▶ Given exercise 1: In the Patrick Matthew passage, what heading does the Chambers's Edinburgh Journal article carry?
▶ Given exercise 2: Please copy the Patrick Matthew passage from "Such efforts to" to "other alleged precursors.", renaming "Matthew" as "Patrick Matthew" throughout.

▶ Reading passage:
######

However, there is no direct evidence that Darwin had read the book, and his letter to Charles Lyell stating that he had ordered the book clearly indicates that he did not have a copy in his extensive library or access to it elsewhere. The particular claim that Robert Chambers had read and transmitted Matthew's ideas that are relevant to natural selection is also not supported by the facts. The article in the Chambers's Edinburgh Journal (1832, vol. 1, no. 8, 24 March, p. 63) is not a review but only an abridged excerpt from pp. 8–14 of On Naval Timber that amounts to no more than a recipe for pruning and contains nothing of relevance to natural selection. It is headed "ON THE TRAINING OF PLANK TIMBER" and ends with ".— Matthew on Naval Timber." Even if it had been penned by Robert Chambers, this does not mean that he had read or understood, leave alone transmitted, the other passages of Matthew's book that do contain anything relevant to natural selection. Further, The Vestiges of the Natural History of Creation contain nothing of relevance about natural selection. Combining these facts, Robert Chambers had probably not read or received the message about natural selection in Matthew's book, likely did not promulgate it in the Vestiges, and probably neither in conversations.

=== Rebuttal of claims ===
Challenges to Matthew's claim to priority, or those made since he died, have essentially made reference to the same issues, that his description of natural selection was not accessible and it lacked lengthier development. Other criticisms have focussed on the differences between Darwin's and Matthew's versions of natural selection, and sometimes Wallace's too (e.g., Weale 2015). If Matthew's ideas had made the impact on subsequent evolutionary thinking, as claimed, the signals ought to be there, either during Matthew's lifetime, or Darwin's. Yet, modern claims for Matthew's priority have been unable to provide evidence for this, that has withstood fact checking.

====Accessibility and development====
Historian of science, Peter Bowler succinctly summarised some of those main reasons given for why Matthew does not deserve priority for natural selection over Darwin and Wallace,

Such efforts to denigrate Darwin misunderstand the whole point of the history of science: Matthew did suggest a basic idea of selection, but he did nothing to develop it; and he published it in the appendix to a book on the raising of trees for shipbuilding. No one took him seriously, and he played no role in the emergence of Darwinism. Simple priority is not enough to earn a thinker a place in the history of science: one has to develop the idea and convince others of its value to make a real contribution. Darwin's notebooks confirm that he drew no inspiration from Matthew or any of the other alleged precursors.

Ernst Mayr's opinion was even more clear-cut:

Patrick Matthew undoubtedly had the right idea, just like Darwin did on September 28, 1838, but he did not devote the next twenty years to converting it into a cogent theory of evolution. As a result it had no impact whatsoever.

######

▶ Data excerpt:
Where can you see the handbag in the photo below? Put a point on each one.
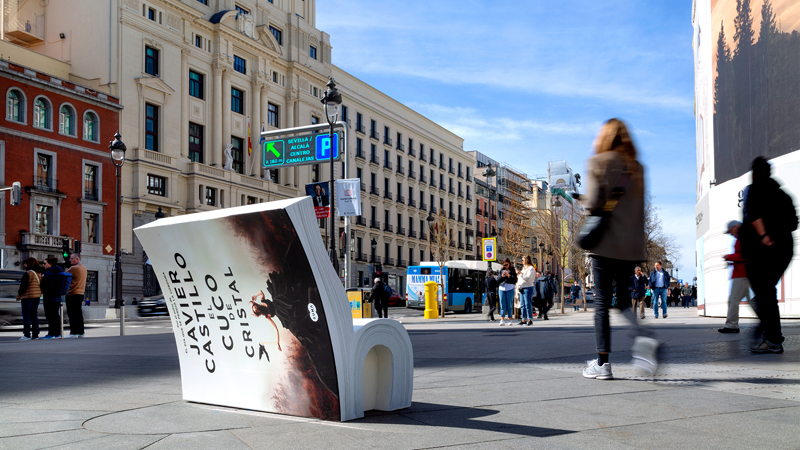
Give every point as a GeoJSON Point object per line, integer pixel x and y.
{"type": "Point", "coordinates": [594, 227]}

######

▶ Worked answer 1: "ON THE TRAINING OF PLANK TIMBER"

▶ Worked answer 2:
Such efforts to denigrate Darwin misunderstand the whole point of the history of science: Patrick Matthew did suggest a basic idea of selection, but he did nothing to develop it; and he published it in the appendix to a book on the raising of trees for shipbuilding. No one took him seriously, and he played no role in the emergence of Darwinism. Simple priority is not enough to earn a thinker a place in the history of science: one has to develop the idea and convince others of its value to make a real contribution. Darwin's notebooks confirm that he drew no inspiration from Patrick Matthew or any of the other alleged precursors.